- [THE PROBLEM] Which lines of the entries contain the word "wall"? Select and copy each of them, treating case as significant.

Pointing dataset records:
....................

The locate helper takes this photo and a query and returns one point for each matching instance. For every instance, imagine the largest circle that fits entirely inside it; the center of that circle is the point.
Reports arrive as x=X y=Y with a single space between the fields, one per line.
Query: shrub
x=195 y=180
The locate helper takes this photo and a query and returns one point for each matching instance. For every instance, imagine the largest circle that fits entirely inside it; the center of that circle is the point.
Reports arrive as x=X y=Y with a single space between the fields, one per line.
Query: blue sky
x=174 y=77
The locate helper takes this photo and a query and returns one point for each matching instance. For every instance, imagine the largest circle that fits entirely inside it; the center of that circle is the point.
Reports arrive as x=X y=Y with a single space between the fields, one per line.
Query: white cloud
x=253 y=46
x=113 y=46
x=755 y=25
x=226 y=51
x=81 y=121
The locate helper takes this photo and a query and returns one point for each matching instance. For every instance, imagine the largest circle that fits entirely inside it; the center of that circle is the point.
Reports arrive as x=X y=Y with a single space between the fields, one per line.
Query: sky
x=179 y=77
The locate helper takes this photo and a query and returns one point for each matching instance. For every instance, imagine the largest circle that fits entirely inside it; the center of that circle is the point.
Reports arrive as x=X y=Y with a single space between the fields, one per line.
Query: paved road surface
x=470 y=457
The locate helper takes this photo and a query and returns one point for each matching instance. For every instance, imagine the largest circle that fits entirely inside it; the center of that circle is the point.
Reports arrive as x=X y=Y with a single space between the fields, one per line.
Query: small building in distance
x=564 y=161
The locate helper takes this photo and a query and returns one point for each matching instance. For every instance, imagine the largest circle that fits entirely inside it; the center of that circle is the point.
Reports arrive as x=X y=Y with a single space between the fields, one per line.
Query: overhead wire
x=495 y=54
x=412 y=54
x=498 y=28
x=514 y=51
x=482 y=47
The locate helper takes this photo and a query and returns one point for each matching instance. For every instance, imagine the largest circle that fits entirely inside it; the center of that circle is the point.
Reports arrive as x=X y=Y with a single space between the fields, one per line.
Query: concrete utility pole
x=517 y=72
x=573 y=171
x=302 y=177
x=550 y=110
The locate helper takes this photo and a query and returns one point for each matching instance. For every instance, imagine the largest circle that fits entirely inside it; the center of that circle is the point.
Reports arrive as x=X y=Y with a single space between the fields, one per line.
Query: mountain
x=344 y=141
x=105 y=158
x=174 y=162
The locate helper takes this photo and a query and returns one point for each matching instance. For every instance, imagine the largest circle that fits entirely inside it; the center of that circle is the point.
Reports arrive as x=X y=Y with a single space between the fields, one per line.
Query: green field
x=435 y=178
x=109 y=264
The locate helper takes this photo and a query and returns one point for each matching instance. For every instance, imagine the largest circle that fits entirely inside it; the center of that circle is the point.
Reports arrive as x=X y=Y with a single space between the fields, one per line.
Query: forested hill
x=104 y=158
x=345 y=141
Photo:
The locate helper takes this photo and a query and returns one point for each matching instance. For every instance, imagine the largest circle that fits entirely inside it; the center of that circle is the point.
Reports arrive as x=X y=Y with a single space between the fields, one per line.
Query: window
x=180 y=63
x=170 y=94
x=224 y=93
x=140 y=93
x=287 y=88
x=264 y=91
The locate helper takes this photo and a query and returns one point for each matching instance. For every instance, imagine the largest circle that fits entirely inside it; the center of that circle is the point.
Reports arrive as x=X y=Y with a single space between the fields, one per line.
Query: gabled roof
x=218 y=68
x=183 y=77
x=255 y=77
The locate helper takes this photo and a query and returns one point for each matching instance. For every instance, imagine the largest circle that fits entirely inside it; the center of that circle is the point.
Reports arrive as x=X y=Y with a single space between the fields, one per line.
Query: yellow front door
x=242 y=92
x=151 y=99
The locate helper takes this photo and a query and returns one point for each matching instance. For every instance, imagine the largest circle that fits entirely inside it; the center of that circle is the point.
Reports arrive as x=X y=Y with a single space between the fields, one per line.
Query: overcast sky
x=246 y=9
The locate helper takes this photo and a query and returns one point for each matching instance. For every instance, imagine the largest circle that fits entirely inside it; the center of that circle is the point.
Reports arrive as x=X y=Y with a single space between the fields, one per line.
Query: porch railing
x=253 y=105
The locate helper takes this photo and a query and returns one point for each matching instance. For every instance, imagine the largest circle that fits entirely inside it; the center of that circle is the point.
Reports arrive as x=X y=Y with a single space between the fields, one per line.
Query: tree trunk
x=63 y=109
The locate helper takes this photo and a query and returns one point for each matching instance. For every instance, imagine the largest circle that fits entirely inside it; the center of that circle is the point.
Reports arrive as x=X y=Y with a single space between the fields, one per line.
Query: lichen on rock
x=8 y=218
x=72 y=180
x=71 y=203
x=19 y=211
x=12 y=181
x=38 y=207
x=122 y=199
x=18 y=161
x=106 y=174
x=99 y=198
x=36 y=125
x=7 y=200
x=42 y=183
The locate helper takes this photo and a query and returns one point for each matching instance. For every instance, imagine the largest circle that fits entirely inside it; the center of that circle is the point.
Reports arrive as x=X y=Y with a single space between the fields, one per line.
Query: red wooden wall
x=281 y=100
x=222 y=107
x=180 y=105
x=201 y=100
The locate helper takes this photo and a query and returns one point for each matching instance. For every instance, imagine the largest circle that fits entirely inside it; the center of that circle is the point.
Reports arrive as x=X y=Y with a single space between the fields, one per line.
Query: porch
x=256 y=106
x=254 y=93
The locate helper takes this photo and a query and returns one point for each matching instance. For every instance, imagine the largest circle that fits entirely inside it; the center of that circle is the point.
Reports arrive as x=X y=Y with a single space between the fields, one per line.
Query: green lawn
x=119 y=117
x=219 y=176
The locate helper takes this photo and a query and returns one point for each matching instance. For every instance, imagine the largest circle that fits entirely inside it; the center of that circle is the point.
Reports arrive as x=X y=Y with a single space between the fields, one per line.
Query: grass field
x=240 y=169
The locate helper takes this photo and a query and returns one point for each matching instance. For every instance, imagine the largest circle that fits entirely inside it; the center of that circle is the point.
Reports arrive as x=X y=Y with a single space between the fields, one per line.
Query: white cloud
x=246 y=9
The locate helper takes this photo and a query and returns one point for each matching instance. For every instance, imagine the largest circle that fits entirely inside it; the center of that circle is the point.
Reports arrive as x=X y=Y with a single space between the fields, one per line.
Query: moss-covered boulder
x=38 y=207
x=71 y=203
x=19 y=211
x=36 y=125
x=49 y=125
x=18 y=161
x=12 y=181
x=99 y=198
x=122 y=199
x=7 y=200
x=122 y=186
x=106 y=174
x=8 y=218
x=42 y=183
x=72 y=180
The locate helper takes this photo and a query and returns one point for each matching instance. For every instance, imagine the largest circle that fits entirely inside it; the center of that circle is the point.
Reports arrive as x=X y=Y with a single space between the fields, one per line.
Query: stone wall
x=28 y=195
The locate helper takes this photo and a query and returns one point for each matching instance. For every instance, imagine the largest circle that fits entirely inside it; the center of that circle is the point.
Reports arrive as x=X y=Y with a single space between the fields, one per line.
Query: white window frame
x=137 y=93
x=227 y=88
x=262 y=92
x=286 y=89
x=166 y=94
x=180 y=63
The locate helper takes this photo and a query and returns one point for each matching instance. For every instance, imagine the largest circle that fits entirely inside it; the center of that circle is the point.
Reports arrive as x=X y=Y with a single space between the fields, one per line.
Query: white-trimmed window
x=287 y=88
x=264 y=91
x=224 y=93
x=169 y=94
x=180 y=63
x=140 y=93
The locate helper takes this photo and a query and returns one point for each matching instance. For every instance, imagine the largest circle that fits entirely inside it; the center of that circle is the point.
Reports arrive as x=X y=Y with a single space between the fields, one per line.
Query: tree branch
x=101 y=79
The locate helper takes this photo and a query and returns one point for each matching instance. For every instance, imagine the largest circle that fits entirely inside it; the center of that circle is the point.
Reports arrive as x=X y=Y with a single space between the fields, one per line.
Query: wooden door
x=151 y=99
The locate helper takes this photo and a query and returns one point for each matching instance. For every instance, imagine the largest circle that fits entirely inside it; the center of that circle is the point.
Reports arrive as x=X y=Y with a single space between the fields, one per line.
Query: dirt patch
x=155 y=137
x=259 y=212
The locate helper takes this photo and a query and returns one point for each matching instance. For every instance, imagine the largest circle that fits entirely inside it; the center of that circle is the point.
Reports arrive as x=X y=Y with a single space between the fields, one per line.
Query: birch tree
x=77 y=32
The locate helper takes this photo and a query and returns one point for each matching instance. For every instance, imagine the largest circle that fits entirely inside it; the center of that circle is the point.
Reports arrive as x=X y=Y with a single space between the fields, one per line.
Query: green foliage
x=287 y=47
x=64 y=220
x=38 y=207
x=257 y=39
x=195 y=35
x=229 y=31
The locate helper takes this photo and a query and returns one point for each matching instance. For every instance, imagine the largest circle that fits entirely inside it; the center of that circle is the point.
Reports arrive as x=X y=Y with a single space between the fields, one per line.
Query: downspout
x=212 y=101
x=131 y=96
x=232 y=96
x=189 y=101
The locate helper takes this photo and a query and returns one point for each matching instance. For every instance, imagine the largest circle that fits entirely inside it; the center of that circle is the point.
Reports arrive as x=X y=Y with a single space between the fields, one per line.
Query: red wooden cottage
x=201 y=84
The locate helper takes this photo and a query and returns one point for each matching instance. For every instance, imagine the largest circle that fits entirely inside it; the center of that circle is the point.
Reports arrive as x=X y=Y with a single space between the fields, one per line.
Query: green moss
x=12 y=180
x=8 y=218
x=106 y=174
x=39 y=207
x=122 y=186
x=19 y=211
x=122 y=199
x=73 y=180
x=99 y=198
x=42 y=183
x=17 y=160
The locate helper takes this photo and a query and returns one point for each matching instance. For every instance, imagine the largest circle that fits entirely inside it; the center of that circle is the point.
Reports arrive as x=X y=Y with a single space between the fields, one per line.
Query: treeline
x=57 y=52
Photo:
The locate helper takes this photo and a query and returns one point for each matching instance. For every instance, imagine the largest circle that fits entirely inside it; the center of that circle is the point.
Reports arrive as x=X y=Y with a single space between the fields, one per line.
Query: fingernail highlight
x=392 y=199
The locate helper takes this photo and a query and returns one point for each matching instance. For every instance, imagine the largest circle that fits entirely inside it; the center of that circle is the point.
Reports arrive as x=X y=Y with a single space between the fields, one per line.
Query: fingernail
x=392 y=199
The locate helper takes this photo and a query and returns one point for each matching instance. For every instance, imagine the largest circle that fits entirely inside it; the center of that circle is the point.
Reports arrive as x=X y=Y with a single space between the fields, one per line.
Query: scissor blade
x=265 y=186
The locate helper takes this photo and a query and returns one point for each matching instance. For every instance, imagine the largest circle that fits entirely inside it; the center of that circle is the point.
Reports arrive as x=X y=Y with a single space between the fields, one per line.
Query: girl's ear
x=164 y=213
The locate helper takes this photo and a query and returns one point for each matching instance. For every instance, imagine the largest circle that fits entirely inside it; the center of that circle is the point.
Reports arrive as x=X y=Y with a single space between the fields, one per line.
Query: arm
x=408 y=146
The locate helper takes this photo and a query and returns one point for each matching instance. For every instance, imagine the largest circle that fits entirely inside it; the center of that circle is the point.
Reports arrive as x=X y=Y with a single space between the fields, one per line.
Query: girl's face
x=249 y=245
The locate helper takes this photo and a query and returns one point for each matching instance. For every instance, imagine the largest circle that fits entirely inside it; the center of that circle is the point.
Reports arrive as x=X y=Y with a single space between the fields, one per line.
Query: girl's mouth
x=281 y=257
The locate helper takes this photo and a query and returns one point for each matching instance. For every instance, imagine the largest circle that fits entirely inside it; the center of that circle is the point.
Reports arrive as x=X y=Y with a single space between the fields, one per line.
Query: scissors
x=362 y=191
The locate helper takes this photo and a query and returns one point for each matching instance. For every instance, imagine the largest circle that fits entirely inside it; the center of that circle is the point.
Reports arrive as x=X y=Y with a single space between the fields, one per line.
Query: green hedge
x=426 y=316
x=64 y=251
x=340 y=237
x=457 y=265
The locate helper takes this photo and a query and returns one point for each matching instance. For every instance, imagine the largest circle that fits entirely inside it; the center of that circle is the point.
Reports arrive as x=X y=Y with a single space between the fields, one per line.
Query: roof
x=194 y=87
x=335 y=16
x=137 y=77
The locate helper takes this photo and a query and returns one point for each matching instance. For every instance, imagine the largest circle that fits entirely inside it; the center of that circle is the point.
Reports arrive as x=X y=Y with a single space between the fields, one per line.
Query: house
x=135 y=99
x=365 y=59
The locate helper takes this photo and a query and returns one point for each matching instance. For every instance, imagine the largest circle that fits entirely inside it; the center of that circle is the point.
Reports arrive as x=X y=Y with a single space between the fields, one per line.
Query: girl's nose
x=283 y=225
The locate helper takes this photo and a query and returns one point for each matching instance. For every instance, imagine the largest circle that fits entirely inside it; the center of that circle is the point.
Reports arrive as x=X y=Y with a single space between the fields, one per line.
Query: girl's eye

....................

- [RESULT]
Query: red wooden wall
Query: stone wall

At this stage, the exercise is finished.